▶ [Goal of the exercise]:
Copy the records below, swapping "large boulder" for "big rock" and leaving everything else unchanged.

:::::

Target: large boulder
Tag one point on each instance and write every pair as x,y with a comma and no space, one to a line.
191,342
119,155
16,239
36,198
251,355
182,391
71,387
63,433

:::::

▶ [Correct result]:
Target: big rock
Tag one point on each instance and write every pair as x,y with a comma and no space, one to a line.
191,342
119,155
16,239
36,198
251,355
182,391
71,387
63,433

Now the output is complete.